(Natural language region descriptions)
********************
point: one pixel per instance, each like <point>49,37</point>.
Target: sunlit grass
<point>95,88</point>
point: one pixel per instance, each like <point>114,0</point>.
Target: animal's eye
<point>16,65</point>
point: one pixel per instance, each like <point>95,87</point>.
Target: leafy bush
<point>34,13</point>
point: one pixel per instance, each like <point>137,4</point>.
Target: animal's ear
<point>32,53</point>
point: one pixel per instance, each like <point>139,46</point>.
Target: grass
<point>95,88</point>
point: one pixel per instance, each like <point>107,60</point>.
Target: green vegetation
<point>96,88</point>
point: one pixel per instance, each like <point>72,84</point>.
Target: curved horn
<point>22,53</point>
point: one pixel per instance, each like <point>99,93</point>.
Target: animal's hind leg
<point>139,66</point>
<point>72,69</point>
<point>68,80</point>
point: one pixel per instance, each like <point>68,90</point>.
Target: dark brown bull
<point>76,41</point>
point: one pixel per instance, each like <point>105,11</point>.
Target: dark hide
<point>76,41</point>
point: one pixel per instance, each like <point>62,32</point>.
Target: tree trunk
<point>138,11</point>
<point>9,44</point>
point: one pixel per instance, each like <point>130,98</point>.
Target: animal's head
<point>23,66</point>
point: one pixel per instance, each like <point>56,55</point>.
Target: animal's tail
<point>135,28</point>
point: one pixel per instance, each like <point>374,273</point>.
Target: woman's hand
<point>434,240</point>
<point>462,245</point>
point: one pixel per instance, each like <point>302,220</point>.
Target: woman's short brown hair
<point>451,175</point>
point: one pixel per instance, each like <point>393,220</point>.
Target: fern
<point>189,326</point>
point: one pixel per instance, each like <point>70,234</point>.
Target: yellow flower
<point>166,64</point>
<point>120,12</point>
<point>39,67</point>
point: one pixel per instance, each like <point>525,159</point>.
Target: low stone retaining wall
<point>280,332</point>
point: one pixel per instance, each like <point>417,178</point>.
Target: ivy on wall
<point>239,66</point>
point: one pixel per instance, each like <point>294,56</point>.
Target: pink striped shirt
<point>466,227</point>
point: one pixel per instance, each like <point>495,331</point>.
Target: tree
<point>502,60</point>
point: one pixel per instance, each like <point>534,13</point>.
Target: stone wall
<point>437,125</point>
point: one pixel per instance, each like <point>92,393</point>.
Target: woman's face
********************
EXERCISE GOAL ▸ An exact written copy of every entry is the required answer.

REPLY TO THE TASK ▸
point: one pixel per instance, each like <point>49,37</point>.
Target: sunlit grass
<point>95,88</point>
point: one pixel per instance, each like <point>114,0</point>.
Target: animal's eye
<point>16,65</point>
point: one pixel per instance, each like <point>95,87</point>.
Target: leafy bush
<point>34,13</point>
point: one pixel per instance, each like <point>137,4</point>.
Target: animal's ear
<point>32,53</point>
point: one pixel per instance, each like <point>139,46</point>.
Target: grass
<point>95,88</point>
point: one pixel per instance, each like <point>107,60</point>.
Target: green vegetation
<point>96,88</point>
point: one pixel per instance, each like <point>72,84</point>.
Target: curved horn
<point>22,53</point>
point: one pixel per instance, each like <point>99,93</point>.
Target: animal's hind leg
<point>139,66</point>
<point>72,69</point>
<point>68,80</point>
point: one pixel per instance, each like <point>68,90</point>.
Target: dark brown bull
<point>76,41</point>
point: one pixel per instance, each like <point>105,11</point>.
Target: dark hide
<point>76,41</point>
point: one pixel per instance, each like <point>62,32</point>.
Target: tree trunk
<point>138,11</point>
<point>9,44</point>
point: one pixel per instance, each like <point>130,98</point>.
Target: animal's head
<point>23,66</point>
point: one pixel per instance, each like <point>56,55</point>.
Target: animal's tail
<point>135,28</point>
point: one pixel per instance, each like <point>374,273</point>.
Target: woman's hand
<point>434,240</point>
<point>462,245</point>
point: one pixel per instance, each like <point>302,220</point>.
Target: woman's short brown hair
<point>451,175</point>
point: one pixel per instance, each like <point>393,220</point>.
Target: fern
<point>189,326</point>
point: one pixel per instance, each like <point>70,234</point>.
Target: yellow flower
<point>166,64</point>
<point>120,12</point>
<point>39,67</point>
point: one pixel per instance, each like <point>525,159</point>.
Target: low stone retaining wall
<point>280,332</point>
point: one pixel per instance, each like <point>417,178</point>.
Target: ivy on wall
<point>239,66</point>
point: one pixel per instance, each like <point>294,56</point>.
Target: pink striped shirt
<point>466,227</point>
point: one pixel per instance, each like <point>495,331</point>.
Target: tree
<point>502,60</point>
point: one pixel per instance, each like <point>534,13</point>.
Target: stone wall
<point>437,125</point>
point: one pixel per instance, each like <point>92,393</point>.
Target: woman's face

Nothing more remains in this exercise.